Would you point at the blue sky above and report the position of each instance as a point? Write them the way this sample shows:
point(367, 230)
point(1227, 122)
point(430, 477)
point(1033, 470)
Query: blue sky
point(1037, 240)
★ ★ ★ ★ ★ ★ ★
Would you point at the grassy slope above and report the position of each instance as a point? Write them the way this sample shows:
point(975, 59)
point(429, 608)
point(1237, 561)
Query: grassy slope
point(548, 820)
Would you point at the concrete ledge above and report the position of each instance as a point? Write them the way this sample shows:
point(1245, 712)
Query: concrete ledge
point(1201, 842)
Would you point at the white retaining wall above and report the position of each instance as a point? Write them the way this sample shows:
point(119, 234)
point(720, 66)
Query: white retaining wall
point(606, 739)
★ ★ ★ ★ ★ ★ ★
Copy the material from the line containing "Would you point at the concrete" through the line containing "point(606, 739)", including both of those lines, character for character.

Would you point at the concrete ledge above and report the position of each instance as a point? Write them the way this sample shows:
point(1245, 712)
Query: concrete ledge
point(1201, 842)
Would you point at the white retaining wall above and report the position of each instance as a point? Write them the way this sample shows:
point(119, 234)
point(720, 66)
Query: white retaining wall
point(606, 739)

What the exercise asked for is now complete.